DIRECTION: Exact repetition of every entry is required.

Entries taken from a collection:
===============

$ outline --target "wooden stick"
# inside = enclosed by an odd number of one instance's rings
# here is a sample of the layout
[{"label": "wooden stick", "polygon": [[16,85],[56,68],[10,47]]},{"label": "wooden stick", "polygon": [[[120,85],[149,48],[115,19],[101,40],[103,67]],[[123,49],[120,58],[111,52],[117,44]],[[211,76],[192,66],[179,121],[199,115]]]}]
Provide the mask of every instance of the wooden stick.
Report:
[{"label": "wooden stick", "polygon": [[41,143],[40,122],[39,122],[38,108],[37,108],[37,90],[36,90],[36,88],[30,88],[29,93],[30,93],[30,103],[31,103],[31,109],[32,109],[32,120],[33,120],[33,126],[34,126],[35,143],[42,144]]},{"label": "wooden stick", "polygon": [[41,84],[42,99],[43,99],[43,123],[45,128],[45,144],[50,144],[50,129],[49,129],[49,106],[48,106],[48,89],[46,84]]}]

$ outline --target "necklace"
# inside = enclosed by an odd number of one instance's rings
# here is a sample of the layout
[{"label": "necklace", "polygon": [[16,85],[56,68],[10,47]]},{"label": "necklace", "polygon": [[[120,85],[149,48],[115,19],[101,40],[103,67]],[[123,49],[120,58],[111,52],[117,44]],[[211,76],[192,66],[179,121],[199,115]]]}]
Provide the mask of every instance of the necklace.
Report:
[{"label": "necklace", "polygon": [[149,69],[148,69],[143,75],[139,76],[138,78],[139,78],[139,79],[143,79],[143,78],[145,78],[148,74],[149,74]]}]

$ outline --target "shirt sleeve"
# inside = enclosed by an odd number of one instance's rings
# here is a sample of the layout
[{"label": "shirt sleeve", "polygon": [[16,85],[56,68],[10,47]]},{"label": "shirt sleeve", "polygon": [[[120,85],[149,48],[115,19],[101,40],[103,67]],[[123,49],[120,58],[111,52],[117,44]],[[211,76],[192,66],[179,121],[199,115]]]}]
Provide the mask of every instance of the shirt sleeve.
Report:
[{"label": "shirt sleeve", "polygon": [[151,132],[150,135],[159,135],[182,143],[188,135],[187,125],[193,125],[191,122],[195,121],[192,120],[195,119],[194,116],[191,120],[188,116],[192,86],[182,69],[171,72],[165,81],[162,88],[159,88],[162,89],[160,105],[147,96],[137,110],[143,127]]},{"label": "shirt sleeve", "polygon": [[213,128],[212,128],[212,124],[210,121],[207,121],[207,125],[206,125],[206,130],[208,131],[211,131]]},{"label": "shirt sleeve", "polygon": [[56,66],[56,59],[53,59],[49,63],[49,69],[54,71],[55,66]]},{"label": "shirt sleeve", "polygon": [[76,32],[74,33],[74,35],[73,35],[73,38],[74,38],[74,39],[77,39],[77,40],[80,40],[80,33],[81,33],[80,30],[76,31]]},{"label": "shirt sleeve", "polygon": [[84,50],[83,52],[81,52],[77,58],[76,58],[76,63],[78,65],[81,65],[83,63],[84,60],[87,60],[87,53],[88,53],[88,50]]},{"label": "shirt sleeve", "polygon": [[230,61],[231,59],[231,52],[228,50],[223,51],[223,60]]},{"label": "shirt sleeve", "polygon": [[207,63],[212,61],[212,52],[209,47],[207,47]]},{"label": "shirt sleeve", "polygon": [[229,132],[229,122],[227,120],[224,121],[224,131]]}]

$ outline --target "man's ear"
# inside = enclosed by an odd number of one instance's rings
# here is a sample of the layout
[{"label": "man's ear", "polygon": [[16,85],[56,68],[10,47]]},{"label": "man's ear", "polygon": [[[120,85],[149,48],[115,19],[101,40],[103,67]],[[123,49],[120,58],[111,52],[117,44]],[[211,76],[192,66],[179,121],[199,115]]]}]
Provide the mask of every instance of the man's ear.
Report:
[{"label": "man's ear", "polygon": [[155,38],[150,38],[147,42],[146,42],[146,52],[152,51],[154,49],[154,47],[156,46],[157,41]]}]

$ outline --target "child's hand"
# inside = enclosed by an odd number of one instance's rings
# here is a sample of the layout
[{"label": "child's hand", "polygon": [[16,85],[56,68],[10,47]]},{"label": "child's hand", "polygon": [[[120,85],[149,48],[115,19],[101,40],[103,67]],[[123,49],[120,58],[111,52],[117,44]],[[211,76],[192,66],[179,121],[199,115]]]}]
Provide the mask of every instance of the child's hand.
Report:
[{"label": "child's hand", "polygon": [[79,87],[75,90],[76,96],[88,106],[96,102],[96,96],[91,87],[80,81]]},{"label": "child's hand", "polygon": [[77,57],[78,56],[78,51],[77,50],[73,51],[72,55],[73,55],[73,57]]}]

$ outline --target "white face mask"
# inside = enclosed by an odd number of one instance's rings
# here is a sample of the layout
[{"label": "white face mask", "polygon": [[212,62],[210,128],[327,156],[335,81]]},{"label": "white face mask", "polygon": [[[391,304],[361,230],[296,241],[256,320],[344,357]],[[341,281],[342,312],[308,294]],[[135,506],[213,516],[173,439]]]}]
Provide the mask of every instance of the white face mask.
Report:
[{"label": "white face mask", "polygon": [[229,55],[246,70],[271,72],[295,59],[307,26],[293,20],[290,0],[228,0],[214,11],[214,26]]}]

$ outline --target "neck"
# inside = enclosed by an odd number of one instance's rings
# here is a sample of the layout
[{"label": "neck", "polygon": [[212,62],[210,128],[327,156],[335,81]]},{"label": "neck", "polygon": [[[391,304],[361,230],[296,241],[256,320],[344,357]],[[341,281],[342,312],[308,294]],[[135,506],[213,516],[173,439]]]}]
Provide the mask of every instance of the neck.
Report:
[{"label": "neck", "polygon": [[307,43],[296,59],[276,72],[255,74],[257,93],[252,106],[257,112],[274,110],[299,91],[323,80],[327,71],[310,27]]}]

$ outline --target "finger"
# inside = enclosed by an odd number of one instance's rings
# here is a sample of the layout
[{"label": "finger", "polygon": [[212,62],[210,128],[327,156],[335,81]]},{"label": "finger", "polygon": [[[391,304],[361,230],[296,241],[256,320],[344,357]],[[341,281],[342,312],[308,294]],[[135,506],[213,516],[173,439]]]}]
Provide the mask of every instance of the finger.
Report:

===============

OUTPUT FOR THIS EXERCISE:
$ outline --target "wooden stick"
# inside = enclosed by an odd number of one instance's rings
# here is a sample of the layout
[{"label": "wooden stick", "polygon": [[16,85],[56,68],[10,47]]},{"label": "wooden stick", "polygon": [[[120,85],[149,48],[115,19],[101,40],[103,67]],[[123,49],[120,58],[111,52],[117,44]],[[211,76],[192,66],[179,121],[199,115]]]}]
Provide the mask of every instance of the wooden stick.
Report:
[{"label": "wooden stick", "polygon": [[41,143],[40,122],[39,122],[38,108],[37,108],[37,90],[36,90],[36,88],[30,88],[29,93],[30,93],[30,103],[31,103],[31,109],[32,109],[32,120],[33,120],[33,126],[34,126],[35,143],[42,144]]},{"label": "wooden stick", "polygon": [[41,84],[42,99],[43,99],[43,123],[45,128],[45,144],[50,144],[50,129],[49,129],[49,106],[48,106],[48,89],[46,84]]}]

$ outline --target "necklace"
# inside = enclosed by an odd number of one instance's rings
# here is a sample of the layout
[{"label": "necklace", "polygon": [[16,85],[56,68],[10,47]]},{"label": "necklace", "polygon": [[[120,85],[149,48],[115,19],[101,40],[103,67]],[[123,49],[120,58],[111,52],[117,44]],[[211,76],[192,66],[179,121],[199,115]]]}]
Provide the mask of every instance of the necklace.
Report:
[{"label": "necklace", "polygon": [[149,69],[148,69],[143,75],[139,76],[138,78],[139,78],[139,79],[143,79],[143,78],[145,78],[148,74],[149,74]]}]

$ outline --target "shirt sleeve"
# inside = enclosed by an odd number of one instance's rings
# here is a sample of the layout
[{"label": "shirt sleeve", "polygon": [[16,85],[56,68],[10,47]]},{"label": "shirt sleeve", "polygon": [[[120,85],[149,48],[115,19],[101,40],[103,67]],[[123,49],[120,58],[111,52],[117,44]],[[211,76],[192,66],[179,121],[199,115]]]}]
Provide the mask of every instance of the shirt sleeve.
Report:
[{"label": "shirt sleeve", "polygon": [[151,132],[150,135],[159,135],[182,143],[188,135],[187,125],[193,125],[191,122],[195,121],[192,120],[195,119],[194,116],[191,120],[188,116],[192,86],[182,69],[171,72],[165,81],[162,88],[159,88],[162,89],[160,105],[147,96],[137,110],[143,127]]},{"label": "shirt sleeve", "polygon": [[213,128],[212,128],[212,124],[210,121],[207,121],[207,125],[206,125],[206,130],[208,131],[211,131]]},{"label": "shirt sleeve", "polygon": [[56,66],[56,59],[53,59],[49,63],[49,69],[54,71],[55,66]]},{"label": "shirt sleeve", "polygon": [[76,32],[74,33],[74,35],[73,35],[73,38],[74,38],[74,39],[77,39],[77,40],[80,40],[80,33],[81,33],[80,30],[76,31]]},{"label": "shirt sleeve", "polygon": [[84,50],[83,52],[81,52],[77,58],[76,58],[76,63],[78,65],[81,65],[83,63],[84,60],[87,60],[87,53],[88,53],[88,50]]},{"label": "shirt sleeve", "polygon": [[230,61],[231,59],[231,52],[228,50],[223,51],[223,60]]},{"label": "shirt sleeve", "polygon": [[207,63],[212,61],[212,52],[209,47],[207,47]]},{"label": "shirt sleeve", "polygon": [[229,132],[229,122],[227,120],[224,121],[224,131]]}]

$ outline --target "man's ear"
# inside = enclosed by an odd number of one instance's rings
# here is a sample of the layout
[{"label": "man's ear", "polygon": [[16,85],[56,68],[10,47]]},{"label": "man's ear", "polygon": [[[120,85],[149,48],[115,19],[101,40],[103,67]],[[123,49],[120,58],[111,52],[117,44]],[[211,76],[192,66],[179,121],[199,115]]]}]
Provide the mask of every instance of the man's ear.
Report:
[{"label": "man's ear", "polygon": [[155,38],[150,38],[147,42],[146,42],[146,52],[152,51],[154,49],[154,47],[156,46],[157,41]]}]

$ outline --target "child's hand"
# inside = enclosed by an odd number of one instance's rings
# here is a sample of the layout
[{"label": "child's hand", "polygon": [[16,85],[56,68],[10,47]]},{"label": "child's hand", "polygon": [[[120,85],[149,48],[115,19],[101,40],[103,67]],[[123,49],[120,58],[111,52],[117,44]],[[211,76],[192,66],[179,121],[199,115]]]}]
Provide the mask of every instance of the child's hand.
Report:
[{"label": "child's hand", "polygon": [[79,87],[75,90],[76,96],[88,106],[96,102],[96,96],[91,87],[80,81]]},{"label": "child's hand", "polygon": [[77,57],[78,56],[78,51],[77,50],[73,51],[72,55],[73,55],[73,57]]}]

$ outline --target "white face mask"
# inside = enclosed by an odd number of one instance's rings
# here is a sample of the layout
[{"label": "white face mask", "polygon": [[212,62],[210,128],[327,156],[335,81]]},{"label": "white face mask", "polygon": [[[391,304],[361,230],[296,241],[256,320],[344,357]],[[341,281],[342,312],[308,294]],[[135,506],[213,516],[173,439]]]}]
Provide the mask of every instance of the white face mask.
Report:
[{"label": "white face mask", "polygon": [[229,55],[246,70],[271,72],[295,59],[307,26],[293,20],[290,0],[228,0],[214,11],[214,26]]}]

$ outline --target "neck"
# inside = enclosed by an odd number of one instance's rings
# here is a sample of the layout
[{"label": "neck", "polygon": [[212,62],[210,128],[327,156],[335,81]]},{"label": "neck", "polygon": [[[391,304],[361,230],[296,241],[256,320],[344,357]],[[341,281],[342,312],[308,294]],[[135,506],[213,516],[173,439]]]}]
Provide the mask of every instance of the neck.
Report:
[{"label": "neck", "polygon": [[307,43],[296,59],[276,72],[255,74],[257,93],[252,106],[257,112],[274,110],[299,91],[323,80],[327,71],[310,27]]}]

$ outline --target "finger"
# inside = enclosed by an odd number of one instance's rings
# here is a sample of the layout
[{"label": "finger", "polygon": [[212,62],[210,128],[327,156],[335,81]]},{"label": "finger", "polygon": [[[391,304],[361,230],[296,241],[256,320],[344,357]],[[341,281],[342,312],[308,294]],[[135,506],[213,516],[173,439]]]}]
Provide the mask of every instance of the finger.
Report:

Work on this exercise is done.